ARTICLE
Nutrient-rich fertilisers and manures flushed from farmland to waters, along with sewage effluents discharged to waters, generate adverse impacts on ecosystem and human health. These impacts include the formation of harmful algal blooms, loss of biodiversity, closure of waters for amenity and recreation use, and the release of greenhouse gases to the atmosphere.

 

Approach

Researchers at Bristol University, as part of the Defra Demonstration Test Catchments (DTC) initiative, have conducted research to determine the nature, origins, and scale of the nutrient challenge in UK waters. This has delivered the first spatially accurate simulation of nutrient flux from land to all UK waters at 4km grid scale, and identified mitigation measures.

This research has revealed that existing routine water quality monitoring approaches do not fully capture the range of nutrient flux behaviours in catchments.

DATA
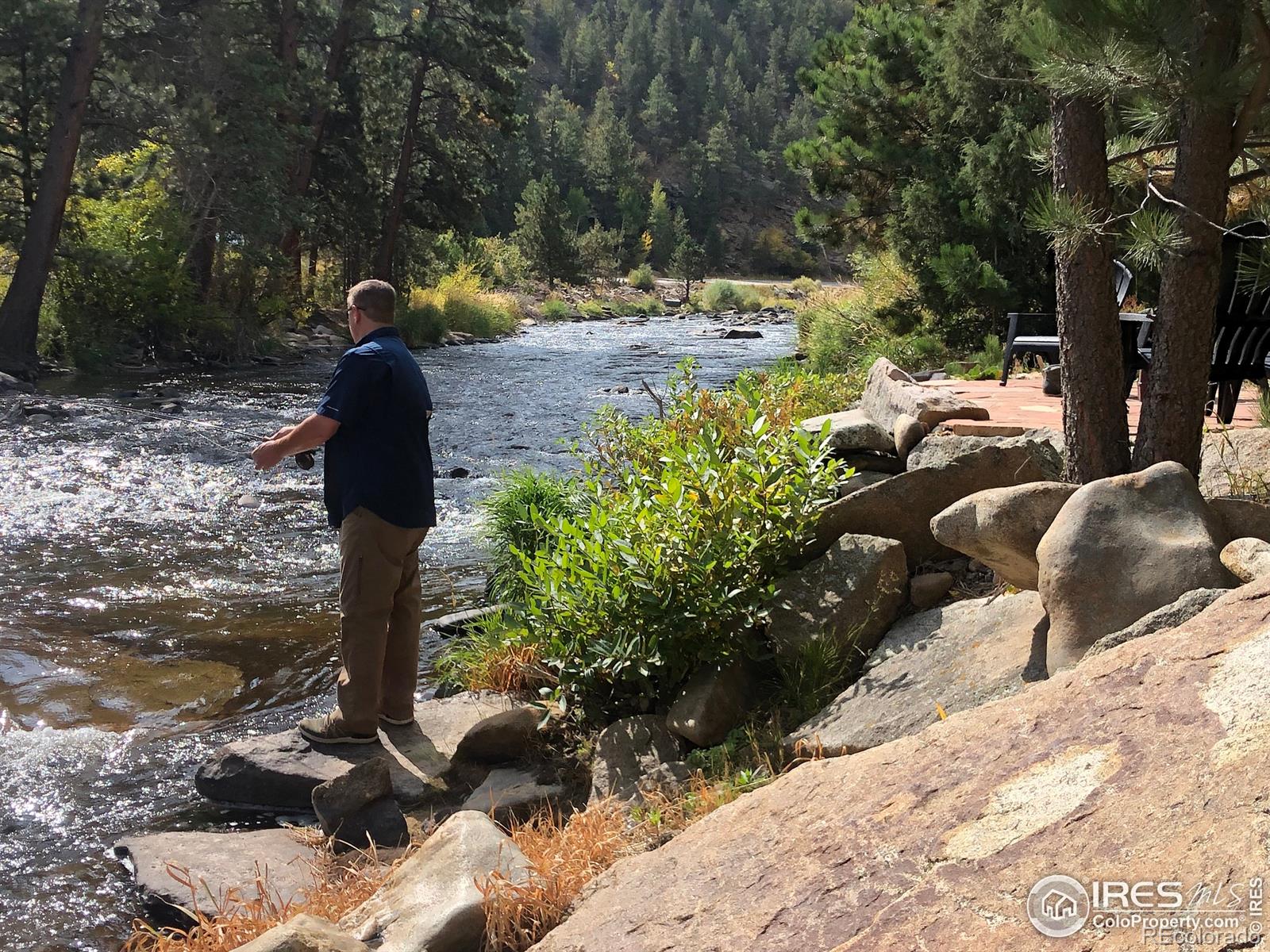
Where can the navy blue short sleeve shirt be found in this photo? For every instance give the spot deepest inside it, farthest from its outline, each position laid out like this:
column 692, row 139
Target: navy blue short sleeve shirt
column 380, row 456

GIVEN TASK
Could you repeat, word for word, the part of the nutrient pollution text that opens with the words containing "Researchers at Bristol" and closes with "behaviours in catchments."? The material has no connection to the nutrient pollution text.

THE REPLY
Researchers at Bristol University, as part of the Defra Demonstration Test Catchments (DTC) initiative, have conducted research to determine the nature, origins, and scale of the nutrient challenge in UK waters. This has delivered the first spatially accurate simulation of nutrient flux from land to all UK waters at 4km grid scale, and identified mitigation measures.

This research has revealed that existing routine water quality monitoring approaches do not fully capture the range of nutrient flux behaviours in catchments.